Data to process:
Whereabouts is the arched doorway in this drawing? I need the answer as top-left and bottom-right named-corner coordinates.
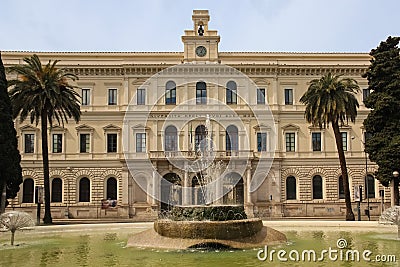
top-left (161, 173), bottom-right (182, 211)
top-left (222, 173), bottom-right (244, 205)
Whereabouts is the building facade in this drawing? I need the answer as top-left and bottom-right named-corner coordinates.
top-left (4, 10), bottom-right (391, 220)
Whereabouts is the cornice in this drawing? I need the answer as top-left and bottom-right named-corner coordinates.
top-left (3, 50), bottom-right (369, 78)
top-left (231, 64), bottom-right (368, 77)
top-left (58, 63), bottom-right (368, 77)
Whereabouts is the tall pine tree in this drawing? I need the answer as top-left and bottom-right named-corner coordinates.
top-left (0, 53), bottom-right (23, 213)
top-left (363, 36), bottom-right (400, 205)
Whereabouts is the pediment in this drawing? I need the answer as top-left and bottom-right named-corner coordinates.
top-left (103, 124), bottom-right (121, 131)
top-left (308, 125), bottom-right (326, 131)
top-left (76, 124), bottom-right (94, 132)
top-left (49, 125), bottom-right (67, 132)
top-left (339, 125), bottom-right (352, 130)
top-left (281, 123), bottom-right (300, 131)
top-left (20, 125), bottom-right (38, 131)
top-left (132, 124), bottom-right (150, 131)
top-left (253, 123), bottom-right (272, 131)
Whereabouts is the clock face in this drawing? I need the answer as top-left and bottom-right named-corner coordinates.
top-left (195, 46), bottom-right (207, 57)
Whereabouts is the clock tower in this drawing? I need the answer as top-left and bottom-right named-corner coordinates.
top-left (182, 10), bottom-right (220, 63)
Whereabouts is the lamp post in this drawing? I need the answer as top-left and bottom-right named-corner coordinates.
top-left (66, 167), bottom-right (72, 219)
top-left (393, 171), bottom-right (399, 206)
top-left (352, 135), bottom-right (370, 220)
top-left (363, 140), bottom-right (370, 221)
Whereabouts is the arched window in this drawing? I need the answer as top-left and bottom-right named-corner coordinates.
top-left (312, 175), bottom-right (323, 199)
top-left (161, 173), bottom-right (182, 211)
top-left (164, 125), bottom-right (178, 151)
top-left (51, 178), bottom-right (62, 203)
top-left (195, 125), bottom-right (207, 152)
top-left (286, 176), bottom-right (296, 200)
top-left (226, 125), bottom-right (238, 151)
top-left (365, 174), bottom-right (375, 199)
top-left (196, 82), bottom-right (207, 104)
top-left (338, 176), bottom-right (345, 199)
top-left (226, 81), bottom-right (237, 104)
top-left (106, 177), bottom-right (118, 200)
top-left (22, 178), bottom-right (34, 203)
top-left (79, 177), bottom-right (90, 202)
top-left (165, 81), bottom-right (176, 105)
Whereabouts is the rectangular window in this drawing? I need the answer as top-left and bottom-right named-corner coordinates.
top-left (79, 134), bottom-right (90, 153)
top-left (81, 88), bottom-right (90, 106)
top-left (366, 175), bottom-right (375, 199)
top-left (312, 132), bottom-right (322, 151)
top-left (285, 133), bottom-right (295, 152)
top-left (166, 88), bottom-right (176, 105)
top-left (107, 134), bottom-right (117, 153)
top-left (341, 132), bottom-right (348, 151)
top-left (196, 88), bottom-right (207, 104)
top-left (257, 133), bottom-right (267, 152)
top-left (284, 88), bottom-right (293, 105)
top-left (52, 134), bottom-right (62, 153)
top-left (339, 177), bottom-right (345, 199)
top-left (226, 89), bottom-right (237, 104)
top-left (108, 89), bottom-right (117, 105)
top-left (257, 88), bottom-right (265, 104)
top-left (136, 133), bottom-right (146, 152)
top-left (137, 89), bottom-right (146, 105)
top-left (362, 88), bottom-right (371, 102)
top-left (24, 134), bottom-right (34, 153)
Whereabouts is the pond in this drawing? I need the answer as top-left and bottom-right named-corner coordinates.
top-left (0, 222), bottom-right (398, 267)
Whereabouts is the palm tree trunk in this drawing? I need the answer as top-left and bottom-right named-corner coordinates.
top-left (332, 122), bottom-right (355, 221)
top-left (41, 111), bottom-right (52, 224)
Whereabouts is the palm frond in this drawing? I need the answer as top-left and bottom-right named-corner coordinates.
top-left (300, 73), bottom-right (360, 128)
top-left (8, 54), bottom-right (81, 126)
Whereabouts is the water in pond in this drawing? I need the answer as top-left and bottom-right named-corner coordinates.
top-left (0, 224), bottom-right (398, 267)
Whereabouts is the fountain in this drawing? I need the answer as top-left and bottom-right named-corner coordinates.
top-left (379, 205), bottom-right (400, 239)
top-left (127, 116), bottom-right (286, 249)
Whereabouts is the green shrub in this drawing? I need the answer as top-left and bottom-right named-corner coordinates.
top-left (165, 205), bottom-right (247, 221)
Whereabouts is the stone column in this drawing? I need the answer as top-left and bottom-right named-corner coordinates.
top-left (123, 77), bottom-right (129, 106)
top-left (246, 165), bottom-right (252, 204)
top-left (182, 169), bottom-right (190, 206)
top-left (245, 164), bottom-right (254, 218)
top-left (216, 173), bottom-right (223, 205)
top-left (152, 165), bottom-right (158, 206)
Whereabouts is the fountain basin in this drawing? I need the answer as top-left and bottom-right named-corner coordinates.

Task item: What is needed is an exact retyping of every line from the one containing "Whereabouts is the stone" through the final line of the entries, and only those lines.

Response area:
Whereabouts is the stone column in this drawing? I need the answer as top-left and bottom-right named-corner coordinates.
top-left (123, 77), bottom-right (129, 106)
top-left (246, 165), bottom-right (252, 204)
top-left (182, 169), bottom-right (190, 206)
top-left (245, 164), bottom-right (254, 218)
top-left (216, 173), bottom-right (223, 205)
top-left (152, 165), bottom-right (158, 206)
Whereabouts is the fountain basin in this drawing? I need the answer as top-left and bottom-right named-corner coordinates.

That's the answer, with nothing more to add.